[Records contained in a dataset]
◇ ◇ ◇ ◇ ◇ ◇ ◇

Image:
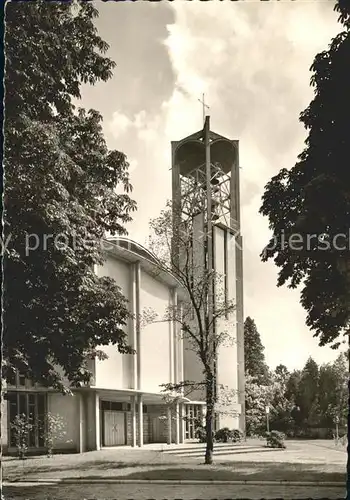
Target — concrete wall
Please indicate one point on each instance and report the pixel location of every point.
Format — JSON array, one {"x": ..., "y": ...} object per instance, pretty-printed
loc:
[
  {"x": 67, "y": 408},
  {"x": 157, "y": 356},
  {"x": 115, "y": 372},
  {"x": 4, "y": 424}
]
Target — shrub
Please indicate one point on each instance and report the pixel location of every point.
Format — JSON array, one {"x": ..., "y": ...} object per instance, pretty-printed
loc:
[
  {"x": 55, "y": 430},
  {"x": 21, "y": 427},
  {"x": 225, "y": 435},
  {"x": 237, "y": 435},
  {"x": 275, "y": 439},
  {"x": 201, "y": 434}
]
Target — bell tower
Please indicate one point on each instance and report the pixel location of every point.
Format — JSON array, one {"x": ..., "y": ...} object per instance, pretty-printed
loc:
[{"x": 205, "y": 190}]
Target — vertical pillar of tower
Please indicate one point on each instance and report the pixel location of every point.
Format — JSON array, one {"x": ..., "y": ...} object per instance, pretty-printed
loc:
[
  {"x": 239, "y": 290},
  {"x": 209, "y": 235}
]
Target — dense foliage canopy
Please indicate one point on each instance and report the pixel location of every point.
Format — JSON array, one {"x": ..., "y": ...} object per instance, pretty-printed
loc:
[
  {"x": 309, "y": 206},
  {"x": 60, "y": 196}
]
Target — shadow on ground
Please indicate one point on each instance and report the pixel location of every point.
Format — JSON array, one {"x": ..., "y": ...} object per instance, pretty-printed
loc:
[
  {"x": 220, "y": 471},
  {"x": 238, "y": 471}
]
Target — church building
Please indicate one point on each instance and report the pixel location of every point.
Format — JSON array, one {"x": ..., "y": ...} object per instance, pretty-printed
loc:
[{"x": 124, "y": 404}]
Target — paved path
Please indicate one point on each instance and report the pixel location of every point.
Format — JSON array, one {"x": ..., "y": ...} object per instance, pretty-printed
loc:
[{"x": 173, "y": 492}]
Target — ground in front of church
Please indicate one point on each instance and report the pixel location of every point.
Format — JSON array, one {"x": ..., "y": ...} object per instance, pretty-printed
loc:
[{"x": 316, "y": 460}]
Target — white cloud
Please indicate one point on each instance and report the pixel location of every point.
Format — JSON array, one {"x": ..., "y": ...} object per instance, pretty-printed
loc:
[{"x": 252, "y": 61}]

◇ ◇ ◇ ◇ ◇ ◇ ◇

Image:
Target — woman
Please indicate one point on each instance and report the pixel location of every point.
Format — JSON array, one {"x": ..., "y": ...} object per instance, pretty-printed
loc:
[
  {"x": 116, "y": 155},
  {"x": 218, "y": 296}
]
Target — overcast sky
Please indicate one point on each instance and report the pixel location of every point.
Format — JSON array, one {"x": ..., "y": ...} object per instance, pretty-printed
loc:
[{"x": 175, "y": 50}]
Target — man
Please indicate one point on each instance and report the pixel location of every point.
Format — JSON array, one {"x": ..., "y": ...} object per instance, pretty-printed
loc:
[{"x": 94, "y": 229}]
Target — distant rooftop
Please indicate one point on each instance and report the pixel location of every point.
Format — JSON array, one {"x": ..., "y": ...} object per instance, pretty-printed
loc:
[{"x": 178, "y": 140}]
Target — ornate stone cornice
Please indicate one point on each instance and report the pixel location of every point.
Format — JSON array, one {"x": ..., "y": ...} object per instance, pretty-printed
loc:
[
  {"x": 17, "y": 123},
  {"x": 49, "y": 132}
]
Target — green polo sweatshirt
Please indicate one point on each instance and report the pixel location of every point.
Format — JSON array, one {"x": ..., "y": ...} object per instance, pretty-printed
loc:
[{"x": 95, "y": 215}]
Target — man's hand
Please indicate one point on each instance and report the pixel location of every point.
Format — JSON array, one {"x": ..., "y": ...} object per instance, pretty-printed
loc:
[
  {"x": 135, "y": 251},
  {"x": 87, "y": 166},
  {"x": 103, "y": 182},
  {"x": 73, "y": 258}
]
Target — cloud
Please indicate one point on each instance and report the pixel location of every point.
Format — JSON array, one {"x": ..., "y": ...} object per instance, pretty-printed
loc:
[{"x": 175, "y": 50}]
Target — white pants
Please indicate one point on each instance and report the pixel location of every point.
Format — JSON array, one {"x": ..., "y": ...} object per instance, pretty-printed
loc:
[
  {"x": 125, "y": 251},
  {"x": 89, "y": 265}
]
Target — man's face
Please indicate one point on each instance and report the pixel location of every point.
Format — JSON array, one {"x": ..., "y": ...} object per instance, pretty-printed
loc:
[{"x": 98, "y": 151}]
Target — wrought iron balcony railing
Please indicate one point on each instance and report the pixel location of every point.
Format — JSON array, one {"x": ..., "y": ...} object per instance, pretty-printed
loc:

◇ ◇ ◇ ◇ ◇ ◇ ◇

**Your assignment**
Return only the lines between the one holding "Target — concrete wall" and the one holding "Target — shrub", inclusive, exactly as they appear above.

**Exercise solution**
Target — concrete wall
Please indicate one point on each instance and report the pixel location of every point.
Format — JSON array, one {"x": ..., "y": ...} object per instance, pretty-printed
loc:
[
  {"x": 67, "y": 408},
  {"x": 157, "y": 356},
  {"x": 115, "y": 372},
  {"x": 4, "y": 424}
]
Target — shrub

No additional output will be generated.